### Required work
Continue the Ricky Velez biography from its last sentence.

- Born: 1988 or 1989 (age 36–37)^{[better source needed]} Queens, New York, U.S.
- Children: 1

Comedy career
- Years active: 2007–present
- Medium: Stand-up; film; television;

= Ricky Velez =

American comedian and actor

Ricky Velez is an American stand-up comedian, writer, and actor. He co-starred with Pete Davidson, in The King of Staten Island (2021), which he also helped write and produce. His first stand-up special, Ricky Velez: Here's Everything, was released on HBO in October 2021.

== Early life ==

Ricky Velez was born and raised in Queens, New York in a blue-collar family with two brothers. Velez is half Puerto Rican and half Irish. One of his brothers introduced him to stand-up comedy through half-hour specials on Comedy Central and watching The Daily Show. He studied drama at the Frank Sinatra School of the Arts in Astoria, Queens.

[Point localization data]
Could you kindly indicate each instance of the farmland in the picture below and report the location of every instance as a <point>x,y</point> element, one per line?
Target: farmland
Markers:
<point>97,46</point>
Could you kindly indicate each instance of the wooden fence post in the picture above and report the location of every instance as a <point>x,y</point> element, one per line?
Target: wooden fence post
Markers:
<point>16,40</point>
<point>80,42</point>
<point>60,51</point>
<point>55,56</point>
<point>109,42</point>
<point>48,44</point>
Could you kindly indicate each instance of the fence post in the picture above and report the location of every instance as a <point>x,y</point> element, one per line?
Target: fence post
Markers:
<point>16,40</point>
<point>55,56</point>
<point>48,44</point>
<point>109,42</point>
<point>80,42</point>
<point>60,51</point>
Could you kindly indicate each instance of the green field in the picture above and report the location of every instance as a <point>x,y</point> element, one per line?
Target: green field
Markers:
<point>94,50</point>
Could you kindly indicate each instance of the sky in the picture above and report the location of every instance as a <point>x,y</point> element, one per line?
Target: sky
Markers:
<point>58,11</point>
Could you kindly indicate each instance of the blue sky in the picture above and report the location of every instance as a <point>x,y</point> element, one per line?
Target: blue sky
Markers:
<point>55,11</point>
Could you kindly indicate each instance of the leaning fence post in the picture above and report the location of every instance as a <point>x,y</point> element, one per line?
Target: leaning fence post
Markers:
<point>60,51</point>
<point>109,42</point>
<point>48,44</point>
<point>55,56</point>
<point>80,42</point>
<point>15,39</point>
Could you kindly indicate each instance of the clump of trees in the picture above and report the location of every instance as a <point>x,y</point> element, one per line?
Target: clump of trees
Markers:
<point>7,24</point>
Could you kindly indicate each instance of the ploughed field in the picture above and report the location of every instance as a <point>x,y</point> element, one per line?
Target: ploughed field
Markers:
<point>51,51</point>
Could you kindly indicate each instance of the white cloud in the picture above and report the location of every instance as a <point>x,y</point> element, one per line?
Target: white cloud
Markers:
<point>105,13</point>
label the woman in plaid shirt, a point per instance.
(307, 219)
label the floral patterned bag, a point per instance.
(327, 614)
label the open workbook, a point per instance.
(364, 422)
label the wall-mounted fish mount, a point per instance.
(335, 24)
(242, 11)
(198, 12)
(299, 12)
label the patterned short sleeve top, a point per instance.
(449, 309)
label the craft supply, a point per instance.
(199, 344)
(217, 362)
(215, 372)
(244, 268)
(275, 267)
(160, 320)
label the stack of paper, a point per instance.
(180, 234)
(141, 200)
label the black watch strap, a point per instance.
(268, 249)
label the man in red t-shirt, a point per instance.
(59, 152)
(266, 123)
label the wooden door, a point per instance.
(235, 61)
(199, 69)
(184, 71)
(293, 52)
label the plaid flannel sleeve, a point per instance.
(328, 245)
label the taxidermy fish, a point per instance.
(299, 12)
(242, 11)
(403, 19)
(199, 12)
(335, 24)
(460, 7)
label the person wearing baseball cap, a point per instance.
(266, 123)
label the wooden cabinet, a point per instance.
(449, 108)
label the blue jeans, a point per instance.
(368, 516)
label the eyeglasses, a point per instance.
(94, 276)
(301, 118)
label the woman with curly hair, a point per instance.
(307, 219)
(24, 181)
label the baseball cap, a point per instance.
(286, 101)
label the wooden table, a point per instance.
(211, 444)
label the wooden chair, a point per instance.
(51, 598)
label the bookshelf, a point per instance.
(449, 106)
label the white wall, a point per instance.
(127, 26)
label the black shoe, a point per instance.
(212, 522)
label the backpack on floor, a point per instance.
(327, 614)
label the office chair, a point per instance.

### Response for this exercise
After graduating, Velez attended college for less than a year before he returned to Queens and tried to join the military. He was denied to the military and started working various odd jobs, including for his friend's carpet company, where he would lay carpet for red carpet events.

== Career ==
After returning to Queens at age 19, Velez started working for the Broadway Comedy Club, where he would take tickets while performing stand-up each night. He was dealing with depression at the time and felt he needed "the instant gratification that stand-up gives". During this time, he met Pete Davidson and would later become roommates with him.

In 2014, Velez won the New York's Funniest Stand-Up competition at the New York Comedy Festival. As a result, he was able to land a role as one of the contributors for The Nightly Show with Larry Wilmore (2015–2016). He has said that the experience on the show taught him that he did not like making daily television. Velez has played guest roles in several television shows, including one episode in Crashing in 2018.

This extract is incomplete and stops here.